### TASK INPUT
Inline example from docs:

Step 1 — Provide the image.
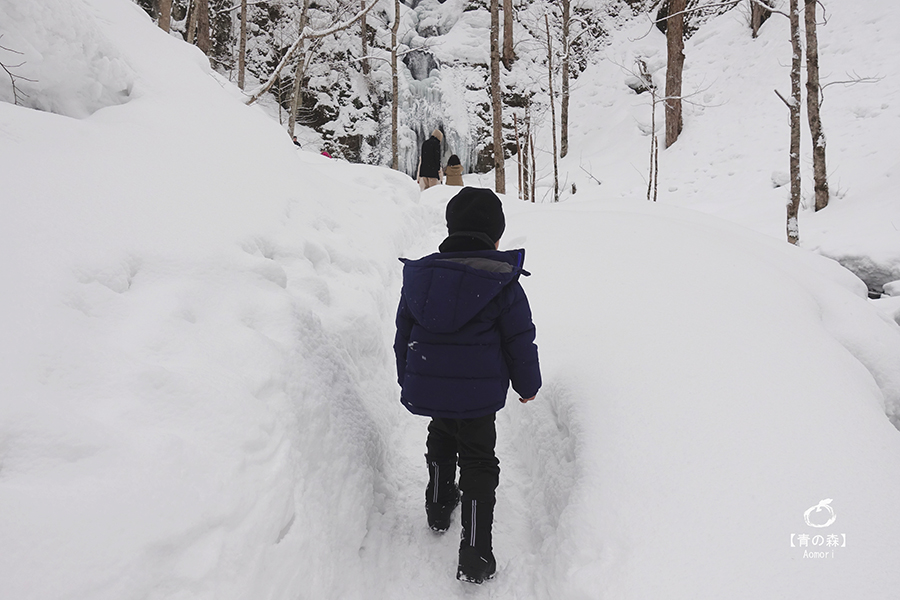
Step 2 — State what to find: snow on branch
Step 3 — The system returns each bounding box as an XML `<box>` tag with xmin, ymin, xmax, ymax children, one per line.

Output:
<box><xmin>245</xmin><ymin>0</ymin><xmax>379</xmax><ymax>105</ymax></box>
<box><xmin>0</xmin><ymin>35</ymin><xmax>35</xmax><ymax>105</ymax></box>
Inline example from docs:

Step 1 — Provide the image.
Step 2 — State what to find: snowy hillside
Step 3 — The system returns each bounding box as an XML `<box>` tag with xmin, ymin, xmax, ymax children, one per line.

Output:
<box><xmin>0</xmin><ymin>0</ymin><xmax>900</xmax><ymax>600</ymax></box>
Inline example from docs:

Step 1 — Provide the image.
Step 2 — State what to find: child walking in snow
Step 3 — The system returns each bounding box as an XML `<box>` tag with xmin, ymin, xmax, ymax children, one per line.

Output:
<box><xmin>394</xmin><ymin>187</ymin><xmax>541</xmax><ymax>583</ymax></box>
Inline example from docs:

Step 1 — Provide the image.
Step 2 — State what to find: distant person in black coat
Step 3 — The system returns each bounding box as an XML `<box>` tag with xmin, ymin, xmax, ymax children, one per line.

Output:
<box><xmin>444</xmin><ymin>154</ymin><xmax>465</xmax><ymax>187</ymax></box>
<box><xmin>416</xmin><ymin>129</ymin><xmax>444</xmax><ymax>192</ymax></box>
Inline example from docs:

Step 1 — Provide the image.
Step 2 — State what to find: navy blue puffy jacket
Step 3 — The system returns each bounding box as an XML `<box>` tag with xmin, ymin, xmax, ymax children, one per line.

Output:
<box><xmin>394</xmin><ymin>250</ymin><xmax>541</xmax><ymax>419</ymax></box>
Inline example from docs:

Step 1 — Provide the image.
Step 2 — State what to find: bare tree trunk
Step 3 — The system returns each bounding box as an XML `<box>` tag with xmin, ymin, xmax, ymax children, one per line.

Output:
<box><xmin>184</xmin><ymin>0</ymin><xmax>199</xmax><ymax>44</ymax></box>
<box><xmin>806</xmin><ymin>0</ymin><xmax>828</xmax><ymax>211</ymax></box>
<box><xmin>559</xmin><ymin>0</ymin><xmax>572</xmax><ymax>158</ymax></box>
<box><xmin>513</xmin><ymin>113</ymin><xmax>522</xmax><ymax>200</ymax></box>
<box><xmin>544</xmin><ymin>13</ymin><xmax>559</xmax><ymax>202</ymax></box>
<box><xmin>491</xmin><ymin>0</ymin><xmax>506</xmax><ymax>194</ymax></box>
<box><xmin>665</xmin><ymin>0</ymin><xmax>687</xmax><ymax>148</ymax></box>
<box><xmin>244</xmin><ymin>0</ymin><xmax>378</xmax><ymax>105</ymax></box>
<box><xmin>528</xmin><ymin>124</ymin><xmax>537</xmax><ymax>204</ymax></box>
<box><xmin>522</xmin><ymin>101</ymin><xmax>531</xmax><ymax>202</ymax></box>
<box><xmin>157</xmin><ymin>0</ymin><xmax>172</xmax><ymax>33</ymax></box>
<box><xmin>391</xmin><ymin>0</ymin><xmax>400</xmax><ymax>169</ymax></box>
<box><xmin>238</xmin><ymin>0</ymin><xmax>247</xmax><ymax>89</ymax></box>
<box><xmin>288</xmin><ymin>0</ymin><xmax>309</xmax><ymax>135</ymax></box>
<box><xmin>359</xmin><ymin>0</ymin><xmax>369</xmax><ymax>75</ymax></box>
<box><xmin>197</xmin><ymin>0</ymin><xmax>210</xmax><ymax>56</ymax></box>
<box><xmin>787</xmin><ymin>0</ymin><xmax>803</xmax><ymax>245</ymax></box>
<box><xmin>647</xmin><ymin>85</ymin><xmax>659</xmax><ymax>202</ymax></box>
<box><xmin>503</xmin><ymin>0</ymin><xmax>516</xmax><ymax>70</ymax></box>
<box><xmin>750</xmin><ymin>0</ymin><xmax>772</xmax><ymax>38</ymax></box>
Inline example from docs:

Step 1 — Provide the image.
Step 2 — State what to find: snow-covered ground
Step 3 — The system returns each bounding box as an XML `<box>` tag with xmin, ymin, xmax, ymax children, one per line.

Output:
<box><xmin>0</xmin><ymin>0</ymin><xmax>900</xmax><ymax>600</ymax></box>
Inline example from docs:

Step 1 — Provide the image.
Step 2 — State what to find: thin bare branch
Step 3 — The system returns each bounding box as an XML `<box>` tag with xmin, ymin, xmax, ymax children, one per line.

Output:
<box><xmin>775</xmin><ymin>90</ymin><xmax>791</xmax><ymax>108</ymax></box>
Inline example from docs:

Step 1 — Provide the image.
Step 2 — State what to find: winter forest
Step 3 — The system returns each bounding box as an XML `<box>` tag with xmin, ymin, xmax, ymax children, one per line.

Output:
<box><xmin>0</xmin><ymin>0</ymin><xmax>900</xmax><ymax>600</ymax></box>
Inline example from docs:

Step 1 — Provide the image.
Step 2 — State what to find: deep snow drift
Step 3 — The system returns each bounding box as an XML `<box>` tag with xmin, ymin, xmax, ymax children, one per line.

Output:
<box><xmin>0</xmin><ymin>0</ymin><xmax>900</xmax><ymax>600</ymax></box>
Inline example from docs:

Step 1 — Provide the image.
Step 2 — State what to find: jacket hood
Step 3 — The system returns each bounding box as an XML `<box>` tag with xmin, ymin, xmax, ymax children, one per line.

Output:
<box><xmin>400</xmin><ymin>249</ymin><xmax>530</xmax><ymax>333</ymax></box>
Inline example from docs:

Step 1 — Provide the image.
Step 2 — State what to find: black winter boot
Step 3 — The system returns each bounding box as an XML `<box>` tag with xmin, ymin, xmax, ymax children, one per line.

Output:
<box><xmin>425</xmin><ymin>456</ymin><xmax>459</xmax><ymax>533</ymax></box>
<box><xmin>456</xmin><ymin>497</ymin><xmax>497</xmax><ymax>583</ymax></box>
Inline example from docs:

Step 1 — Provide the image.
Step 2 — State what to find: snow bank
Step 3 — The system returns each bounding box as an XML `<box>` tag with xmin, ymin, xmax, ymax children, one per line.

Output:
<box><xmin>0</xmin><ymin>0</ymin><xmax>136</xmax><ymax>118</ymax></box>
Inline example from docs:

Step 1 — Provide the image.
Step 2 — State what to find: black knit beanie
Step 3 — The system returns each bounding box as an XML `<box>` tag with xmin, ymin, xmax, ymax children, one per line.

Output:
<box><xmin>447</xmin><ymin>187</ymin><xmax>506</xmax><ymax>242</ymax></box>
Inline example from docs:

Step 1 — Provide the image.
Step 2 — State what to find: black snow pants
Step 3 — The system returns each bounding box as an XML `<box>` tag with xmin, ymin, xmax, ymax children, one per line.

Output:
<box><xmin>425</xmin><ymin>414</ymin><xmax>500</xmax><ymax>556</ymax></box>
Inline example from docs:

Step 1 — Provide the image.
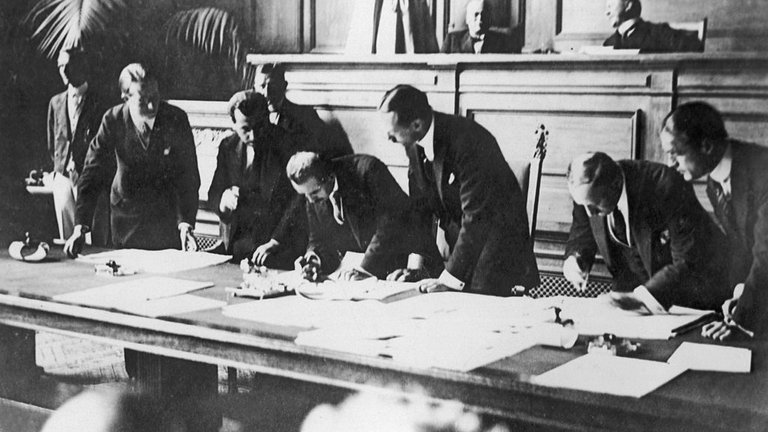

### DIRECTIONS FOR THIS TASK
Report each line of the listing that contains the word "branch", copying every such line in full.

### SOLUTION BELOW
Step 2 — State what to find: snow on branch
Step 2 — State what to find: thin bare branch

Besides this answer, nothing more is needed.